▶ _Set task 1_
Return the passage of the Bloom filter library overview from "- **Simple:** Almost" to "working for you.", copied word for word.
▶ _Set task 2_
Carry the Bloom filter library overview forward from its final sentence.

▶ _Text segment_
⟨

Why should you use this library instead of one of the other
Bloom filter libraries on PyPI?

- **Simple:** Almost all important methods work exactly like their
  counterparts in the
  [built-in `set` type](https://docs.python.org/3/library/stdtypes.html#set-types-set-frozenset).
- **Fast:** This library is implemented in Rust, which means it's
  blazingly fast. See section [Benchmarks](#benchmarks) for more
  information.
- **Lightweight:** This library has no dependencies of its own.
- **Maintainable:** This entire library fits comfortably in
  less than 400 lines of code, and it's written in idiomatic Rust, which
  is very readable and expressive for a low-level systems language. Even
  if I were to stop maintaining this library (which I don't intend to), it
  would be trivially easy for you to fork it and keep it working for you.

⟩

Stored records:

⟨

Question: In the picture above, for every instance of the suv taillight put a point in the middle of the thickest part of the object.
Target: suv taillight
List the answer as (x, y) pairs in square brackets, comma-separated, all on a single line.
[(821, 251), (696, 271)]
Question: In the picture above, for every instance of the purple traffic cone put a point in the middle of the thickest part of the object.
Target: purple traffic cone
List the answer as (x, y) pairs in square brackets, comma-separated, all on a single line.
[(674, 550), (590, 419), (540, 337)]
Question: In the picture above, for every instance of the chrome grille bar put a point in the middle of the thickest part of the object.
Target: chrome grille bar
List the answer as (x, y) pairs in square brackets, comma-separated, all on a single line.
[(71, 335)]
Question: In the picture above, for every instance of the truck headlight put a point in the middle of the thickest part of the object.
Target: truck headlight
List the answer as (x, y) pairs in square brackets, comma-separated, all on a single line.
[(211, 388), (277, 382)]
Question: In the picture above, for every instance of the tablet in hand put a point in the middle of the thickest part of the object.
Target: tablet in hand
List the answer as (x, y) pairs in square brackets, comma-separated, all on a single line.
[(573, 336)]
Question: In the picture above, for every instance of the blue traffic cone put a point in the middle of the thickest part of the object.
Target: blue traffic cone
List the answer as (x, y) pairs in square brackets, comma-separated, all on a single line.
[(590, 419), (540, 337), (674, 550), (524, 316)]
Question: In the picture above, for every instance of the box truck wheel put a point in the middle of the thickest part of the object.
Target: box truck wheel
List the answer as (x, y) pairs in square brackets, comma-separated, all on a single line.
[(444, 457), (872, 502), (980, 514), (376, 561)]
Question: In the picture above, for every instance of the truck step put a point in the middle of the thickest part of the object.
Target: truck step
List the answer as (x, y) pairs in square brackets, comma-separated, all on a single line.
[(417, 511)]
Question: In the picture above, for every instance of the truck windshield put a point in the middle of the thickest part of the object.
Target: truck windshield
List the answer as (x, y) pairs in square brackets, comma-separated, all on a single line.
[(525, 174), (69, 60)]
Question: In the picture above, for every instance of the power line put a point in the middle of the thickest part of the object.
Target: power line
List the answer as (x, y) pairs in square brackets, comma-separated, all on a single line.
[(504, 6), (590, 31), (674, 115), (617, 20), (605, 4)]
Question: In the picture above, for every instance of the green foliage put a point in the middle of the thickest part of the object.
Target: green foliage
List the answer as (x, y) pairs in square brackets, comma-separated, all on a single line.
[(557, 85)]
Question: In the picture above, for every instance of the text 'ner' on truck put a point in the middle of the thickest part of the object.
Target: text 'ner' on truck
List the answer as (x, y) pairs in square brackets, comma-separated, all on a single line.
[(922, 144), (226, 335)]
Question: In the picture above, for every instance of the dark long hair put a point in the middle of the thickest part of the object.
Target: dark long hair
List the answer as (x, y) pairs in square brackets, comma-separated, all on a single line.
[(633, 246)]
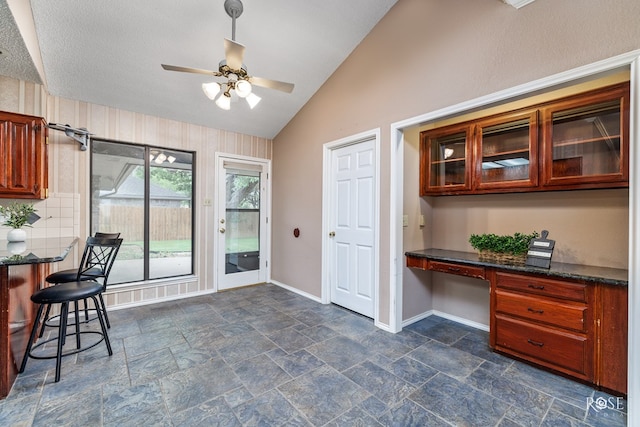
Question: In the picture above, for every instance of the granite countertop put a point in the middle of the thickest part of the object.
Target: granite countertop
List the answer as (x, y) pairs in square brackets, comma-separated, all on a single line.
[(35, 251), (606, 275)]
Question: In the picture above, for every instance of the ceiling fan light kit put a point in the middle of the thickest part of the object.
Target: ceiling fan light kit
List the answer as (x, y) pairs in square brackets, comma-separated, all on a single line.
[(233, 70), (211, 89)]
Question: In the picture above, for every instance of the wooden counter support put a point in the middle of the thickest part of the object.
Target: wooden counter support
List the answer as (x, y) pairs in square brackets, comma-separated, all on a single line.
[(561, 319), (17, 283)]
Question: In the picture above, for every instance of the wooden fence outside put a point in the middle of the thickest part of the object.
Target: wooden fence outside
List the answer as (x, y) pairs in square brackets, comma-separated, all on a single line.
[(165, 223)]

⟩

▶ _Task result 1_
- **Simple:** Almost all important methods work exactly like their
  counterparts in the
  [built-in `set` type](https://docs.python.org/3/library/stdtypes.html#set-types-set-frozenset).
- **Fast:** This library is implemented in Rust, which means it's
  blazingly fast. See section [Benchmarks](#benchmarks) for more
  information.
- **Lightweight:** This library has no dependencies of its own.
- **Maintainable:** This entire library fits comfortably in
  less than 400 lines of code, and it's written in idiomatic Rust, which
  is very readable and expressive for a low-level systems language. Even
  if I were to stop maintaining this library (which I don't intend to), it
  would be trivially easy for you to fork it and keep it working for you.

▶ _Task result 2_
I started this library because I was looking for a simple Bloom filter
dependency for a project, but the pure Python implementations were too
slow. The only maintained fast alternative I could find,
`pybloomfiltermmap3` (which is written in C and is a great
library), failed to install on recent versions of Python (see below),
so I felt very uncomfortable using it as a dependency. I also felt like
the thousands of lines of code in that library were a bit much and hard to
handle should it stop being maintained (which is what happened to the
original `pybloomfiltermmap`). However, please note that
`pybloomfiltermmap3` implements persistent filters, while this library
currently does not, so if that's something you require, you should
definitely give that library a try.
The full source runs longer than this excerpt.